Saved entries:

....

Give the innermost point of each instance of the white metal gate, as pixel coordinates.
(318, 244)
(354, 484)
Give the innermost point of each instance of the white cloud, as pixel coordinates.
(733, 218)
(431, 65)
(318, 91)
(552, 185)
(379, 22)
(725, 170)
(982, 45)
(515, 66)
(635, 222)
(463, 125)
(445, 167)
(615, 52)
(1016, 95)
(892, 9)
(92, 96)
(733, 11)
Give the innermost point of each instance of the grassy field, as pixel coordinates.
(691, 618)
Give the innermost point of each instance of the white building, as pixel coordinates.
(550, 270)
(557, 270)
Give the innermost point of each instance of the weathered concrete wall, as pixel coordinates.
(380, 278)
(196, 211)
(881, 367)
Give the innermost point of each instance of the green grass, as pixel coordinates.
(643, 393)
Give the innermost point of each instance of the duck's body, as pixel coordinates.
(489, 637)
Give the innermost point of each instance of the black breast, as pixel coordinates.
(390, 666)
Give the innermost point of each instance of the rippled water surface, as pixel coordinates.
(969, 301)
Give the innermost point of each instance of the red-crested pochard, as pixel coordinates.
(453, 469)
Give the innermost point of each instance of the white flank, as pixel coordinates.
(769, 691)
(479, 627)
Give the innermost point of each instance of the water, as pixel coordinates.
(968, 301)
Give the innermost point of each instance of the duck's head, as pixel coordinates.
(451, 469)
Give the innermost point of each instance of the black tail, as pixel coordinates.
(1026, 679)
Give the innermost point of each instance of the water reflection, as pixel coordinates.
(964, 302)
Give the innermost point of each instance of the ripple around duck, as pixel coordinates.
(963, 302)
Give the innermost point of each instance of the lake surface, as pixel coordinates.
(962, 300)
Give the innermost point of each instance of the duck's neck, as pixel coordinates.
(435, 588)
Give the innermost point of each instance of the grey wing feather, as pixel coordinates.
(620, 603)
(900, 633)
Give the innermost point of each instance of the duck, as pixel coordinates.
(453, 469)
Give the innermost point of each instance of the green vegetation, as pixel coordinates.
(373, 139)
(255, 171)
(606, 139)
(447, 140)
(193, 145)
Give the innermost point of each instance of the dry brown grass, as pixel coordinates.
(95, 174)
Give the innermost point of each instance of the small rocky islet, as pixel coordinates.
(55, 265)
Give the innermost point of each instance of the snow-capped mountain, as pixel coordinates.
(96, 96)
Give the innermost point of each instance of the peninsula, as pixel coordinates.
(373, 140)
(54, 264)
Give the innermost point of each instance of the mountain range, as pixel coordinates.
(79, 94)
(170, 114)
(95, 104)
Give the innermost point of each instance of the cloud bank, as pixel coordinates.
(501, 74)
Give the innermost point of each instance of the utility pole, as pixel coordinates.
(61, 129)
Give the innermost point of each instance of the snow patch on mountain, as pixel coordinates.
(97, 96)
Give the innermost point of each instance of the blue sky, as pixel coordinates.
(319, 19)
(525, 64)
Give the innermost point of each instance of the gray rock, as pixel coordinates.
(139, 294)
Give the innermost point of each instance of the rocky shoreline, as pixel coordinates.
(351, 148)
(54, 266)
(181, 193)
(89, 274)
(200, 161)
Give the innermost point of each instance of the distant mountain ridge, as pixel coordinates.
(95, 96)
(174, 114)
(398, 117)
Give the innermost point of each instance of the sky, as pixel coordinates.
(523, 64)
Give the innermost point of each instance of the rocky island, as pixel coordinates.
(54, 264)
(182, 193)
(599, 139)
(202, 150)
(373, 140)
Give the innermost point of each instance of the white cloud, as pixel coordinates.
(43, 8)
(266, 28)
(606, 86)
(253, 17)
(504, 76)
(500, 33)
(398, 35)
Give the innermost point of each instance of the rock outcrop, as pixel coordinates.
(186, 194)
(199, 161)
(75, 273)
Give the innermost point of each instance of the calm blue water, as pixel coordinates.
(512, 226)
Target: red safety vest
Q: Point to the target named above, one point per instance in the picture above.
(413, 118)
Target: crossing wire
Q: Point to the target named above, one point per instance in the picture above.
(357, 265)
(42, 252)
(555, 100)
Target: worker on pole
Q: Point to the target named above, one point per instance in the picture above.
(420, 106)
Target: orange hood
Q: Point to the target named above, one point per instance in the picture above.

....

| What to work on |
Reproduce every line of the data above without changing a thing.

| Full output |
Give the innermost point of each instance of the white metal gate, as pixel coordinates.
(318, 244)
(354, 484)
Give the innermost point of each instance of the white cloud, as pixel coordinates.
(733, 218)
(431, 65)
(318, 91)
(552, 185)
(379, 22)
(725, 170)
(982, 45)
(515, 66)
(635, 222)
(463, 125)
(445, 167)
(615, 52)
(1016, 95)
(892, 9)
(92, 96)
(733, 11)
Give the innermost point of each instance of the grassy field, as pixel coordinates.
(691, 618)
Give the innermost point of each instance of the white building, as pixel coordinates.
(550, 270)
(557, 270)
Give the innermost point of each instance of the weathered concrete wall, as pixel coordinates.
(380, 278)
(196, 211)
(881, 367)
Give the innermost point of each instance of the green grass, as pixel coordinates.
(643, 393)
Give the innermost point of each instance of the duck's body, as pixel coordinates.
(489, 637)
Give the innermost point of each instance of the black breast, as pixel coordinates.
(390, 666)
Give the innermost point of each instance of the rippled water surface, as pixel coordinates.
(969, 301)
Give the innermost point of each instance of the red-crested pochard, as pixel coordinates.
(453, 469)
Give the innermost point of each instance of the white flank, as pixel coordinates.
(769, 691)
(479, 627)
Give the innermost point of each instance of the water, as pixel coordinates.
(968, 301)
Give the innermost point of each instance of the duck's head, as pixel coordinates.
(451, 469)
Give the innermost point of each instance of the black tail, as pixel coordinates.
(1026, 679)
Give the innermost point of each instance of the water reflection, as pixel coordinates.
(964, 302)
Give the innermost point of each instance of the ripple around duck, as pixel coordinates.
(963, 302)
Give the innermost point of each instance of the lake surface, as pixel coordinates.
(962, 300)
Give the innermost point of each instance of the duck's neck, as pixel coordinates.
(435, 588)
Give the innermost point of each instance of the grey wing feather, as pixel coordinates.
(620, 603)
(900, 633)
Give the innermost point of each instance of the duck, as pixel coordinates.
(453, 469)
Give the innermost point of each instance of the green vegetation, as pixel coordinates.
(373, 139)
(255, 171)
(606, 139)
(447, 140)
(193, 145)
Give the innermost point of each instance of the dry brown grass, as pixel coordinates.
(95, 174)
Give the innermost point of each instance of the small rocky islet, as pixel coordinates.
(55, 265)
Give the innermost point of each instance of the snow-capped mountain, as pixel coordinates.
(96, 96)
Give the innermost point of each instance of the peninsula, as pixel coordinates.
(373, 140)
(54, 264)
Give the innermost point of each instance of the mountain range, as pixel coordinates.
(79, 94)
(170, 114)
(95, 104)
Give the innermost point of each instance of the cloud bank, as pixel coordinates.
(501, 74)
Give the innermost point of each instance of the utility pole, as pixel coordinates.
(61, 129)
Give the innermost point of each instance of the snow patch on mountain, as pixel coordinates.
(97, 96)
Give the innermost point of each instance of the blue sky, as pixel coordinates.
(319, 19)
(525, 64)
Give the innermost point of each instance of the gray rock, as pixel coordinates.
(139, 294)
Give the innermost point of each instance of the rocky shoreline, as pixel coordinates.
(351, 148)
(54, 266)
(181, 193)
(89, 274)
(200, 161)
Give the innermost point of each instance of the distant mountain ridge, as pixel coordinates.
(95, 96)
(174, 114)
(398, 117)
Give the innermost point of each instance of the sky, as pixel coordinates.
(523, 64)
Give the innermost point of each instance of the rocky island, as pixel coordinates.
(54, 264)
(182, 193)
(599, 139)
(202, 150)
(373, 140)
Give the innermost point of each instance of the white cloud, as pixel coordinates.
(43, 8)
(266, 28)
(606, 86)
(253, 17)
(504, 76)
(500, 33)
(398, 35)
Give the innermost point of each instance of the rock outcrop, as pixel coordinates.
(186, 194)
(199, 161)
(75, 273)
Give the innermost point of each instance of the calm blue water, as pixel coordinates.
(512, 226)
Target: red safety vest
Q: Point to the target named above, one point per instance in the picture above.
(413, 118)
Target: crossing wire
Q: Point to the target named above, one point per instance in the picture above.
(357, 265)
(42, 252)
(555, 100)
Target: worker on pole
Q: Point to the target named above, one point per instance in the picture above.
(420, 106)
Target: orange hood
Q: Point to the target named above, one point per instance in the picture above.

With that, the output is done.